● Source document

= = = = = = =

Sunday, Aug. 20, 2006

How Jonathan Franzen Learned To Stop Worrying (Sort Of)

By By Lev Grossman/San Jose

Jonathan Franzen is looking for an owl. He got a tip off the Internet about an owl living in a particular tree in this particular park in sunny San Jose, Calif. Now we are staring at the tree with binoculars from a distance of about 20 ft. Is the owl not home? Is it using some owl camouflage power on us? Is this even the right tree? In the past hour Franzen, 47, who's a pretty hard-core bird watcher, has already spotted California quail, some towhees, a scrub jay, a flicker and a few acorn woodpeckers. So far no owl, though.

Bird watching isn't actually Franzen's main gig. You probably know him as the author of the huge 2001 best seller The Corrections, a symphony of Midwestern, middle-class mental suffering that conveys depression and anxiety more entertainingly and eloquently than almost any book I've ever read, and which almost instantly made him the premier literary novelist in his age bracket. You might also possibly remember Franzen as the man who rather too honestly expressed his ambivalence over being chosen for Oprah Winfrey's book club, prompting Winfrey to honestly, unambivalently rescind her invitation to come on her show.

So who is this cheerful, good-natured, owl-spotting nature boy? And what has he done with Jonathan Franzen? He's not the same tortured genius who wrote The Corrections. Success has changed him. He's a slightly different kind of genius now. His wonderful and supremely personal new memoir The Discomfort Zone (Farrar, Straus & Giroux; 195 pages) offers a few clues as to why.

Franzen grew up nerdy and nervous in a small, comfortable town in Missouri called Webster Groves. Here are a few things that young Jonathan was afraid of, according to The Discomfort Zone: "spiders, insomnia, fish hooks, school dances, hardball, heights, bees, urinals, puberty, music teachers, dogs, the school cafeteria, censure, older teenagers, jellyfish, locker rooms, boomerangs, popular girls," and most of all, "my parents." When he wasn't afraid, Franzen was embarrassed. Here's another list citing reasons why the boy Franzen wasn't popular. "I had a large vocabulary, a giddily squeaking voice, horn-rimmed glasses, poor arm strength, too-obvious approval from my teachers, irresistible urges to shout unfunny puns, a near eidetic acquaintance with J.R.R. Tolkien, a big chemistry lab in my basement, a penchant for intimately insulting any unfamiliar girl unwise enough to speak to me, and so on."

In places The Discomfort Zone reads like outtakes from a Judy Blume young-adult novel. On a church retreat, a girl caught Franzen cheating at cards and thereafter addressed him as "Cheater." He once publicly confused the words masturbation and menstruation. For a high school speech class, he brought in his stuffed Kanga and Roo toys to illustrate his talk about Australian wildlife. "It's like, if I were making a list of things that I don't want to talk about and don't want to write about publicly, these would be at the top of it," Franzen says. "That's the organizing principle: precisely the things that I think are least suitable for public consumption are the ones that I wanted to find a way to write about publicly, and to try to forgive myself for, by making myself a laughable figure."

= = = = = = =

● Data
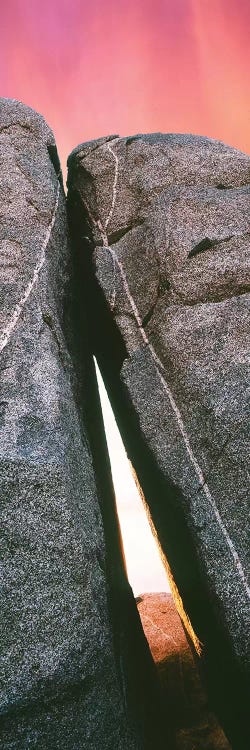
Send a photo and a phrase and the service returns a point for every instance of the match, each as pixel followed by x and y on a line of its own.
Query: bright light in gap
pixel 146 572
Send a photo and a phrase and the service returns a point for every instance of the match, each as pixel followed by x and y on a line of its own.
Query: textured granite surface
pixel 60 682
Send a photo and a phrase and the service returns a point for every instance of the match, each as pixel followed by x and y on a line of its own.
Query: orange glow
pixel 133 66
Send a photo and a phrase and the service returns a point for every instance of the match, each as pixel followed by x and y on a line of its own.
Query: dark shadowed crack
pixel 207 244
pixel 48 320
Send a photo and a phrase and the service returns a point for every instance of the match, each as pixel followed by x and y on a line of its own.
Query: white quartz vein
pixel 161 369
pixel 8 331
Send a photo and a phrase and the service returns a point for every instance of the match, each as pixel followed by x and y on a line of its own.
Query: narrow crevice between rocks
pixel 136 670
pixel 164 502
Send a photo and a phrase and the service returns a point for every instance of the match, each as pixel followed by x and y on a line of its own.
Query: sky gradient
pixel 127 66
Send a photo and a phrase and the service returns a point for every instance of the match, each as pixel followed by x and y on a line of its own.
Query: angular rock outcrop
pixel 194 724
pixel 162 225
pixel 66 669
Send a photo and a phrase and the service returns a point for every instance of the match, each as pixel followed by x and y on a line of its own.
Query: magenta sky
pixel 129 66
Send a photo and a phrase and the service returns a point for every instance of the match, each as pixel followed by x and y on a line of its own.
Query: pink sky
pixel 127 66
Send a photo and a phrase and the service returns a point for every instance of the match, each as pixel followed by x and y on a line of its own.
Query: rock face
pixel 64 670
pixel 194 724
pixel 163 223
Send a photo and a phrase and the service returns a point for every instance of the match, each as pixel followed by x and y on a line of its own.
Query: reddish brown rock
pixel 196 727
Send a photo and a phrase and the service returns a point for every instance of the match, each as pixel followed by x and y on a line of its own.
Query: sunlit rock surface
pixel 162 224
pixel 195 726
pixel 62 684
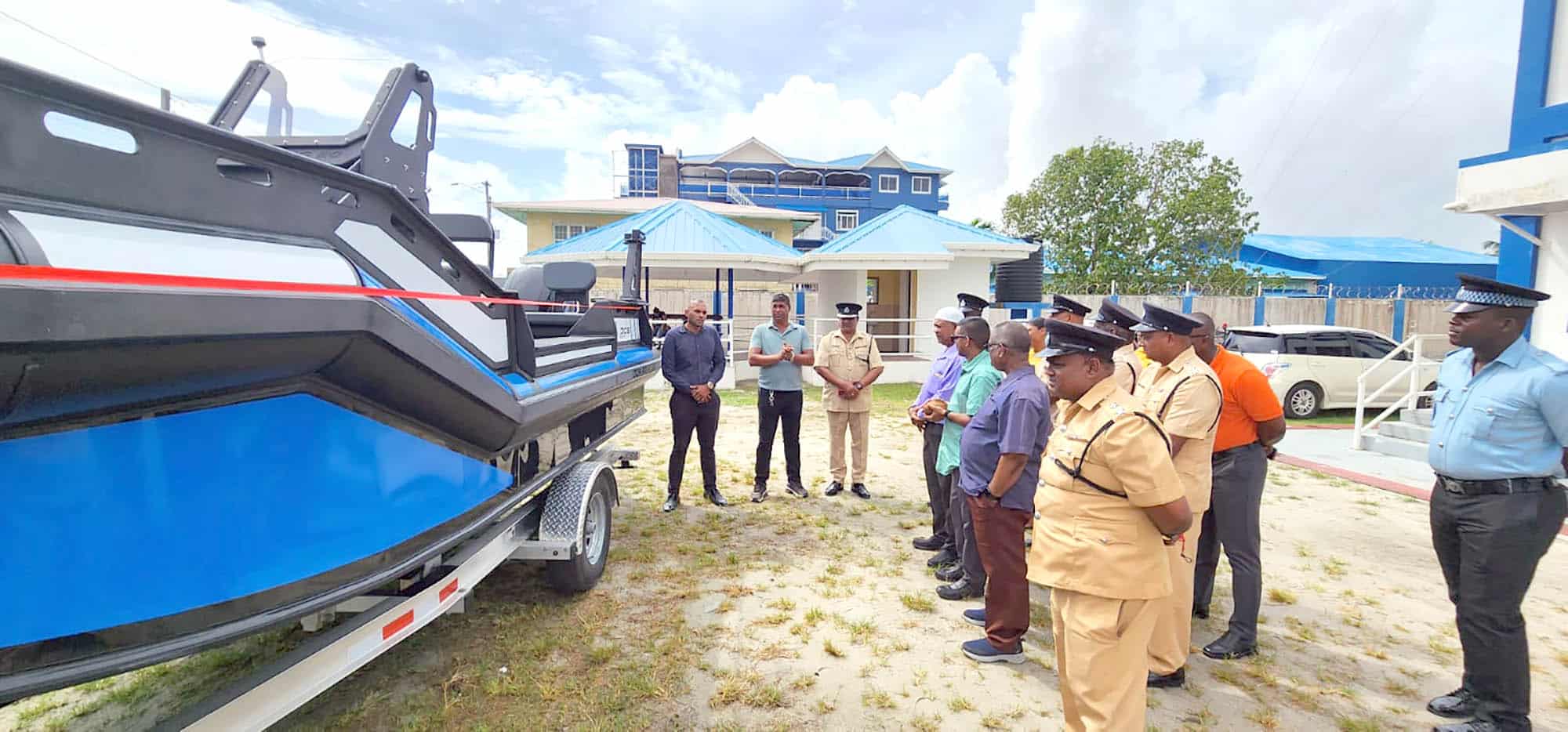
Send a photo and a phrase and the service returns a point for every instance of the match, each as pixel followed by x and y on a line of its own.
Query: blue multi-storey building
pixel 844 194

= = = = = = =

● Task to carry out
Answer these from the article on Jonathan Franzen.
(a) In what year did The Corrections come out?
(b) What is the name of the Missouri town where Franzen grew up?
(c) Which toys did he bring to his high school speech class?

● Response below
(a) 2001
(b) Webster Groves
(c) His stuffed Kanga and Roo toys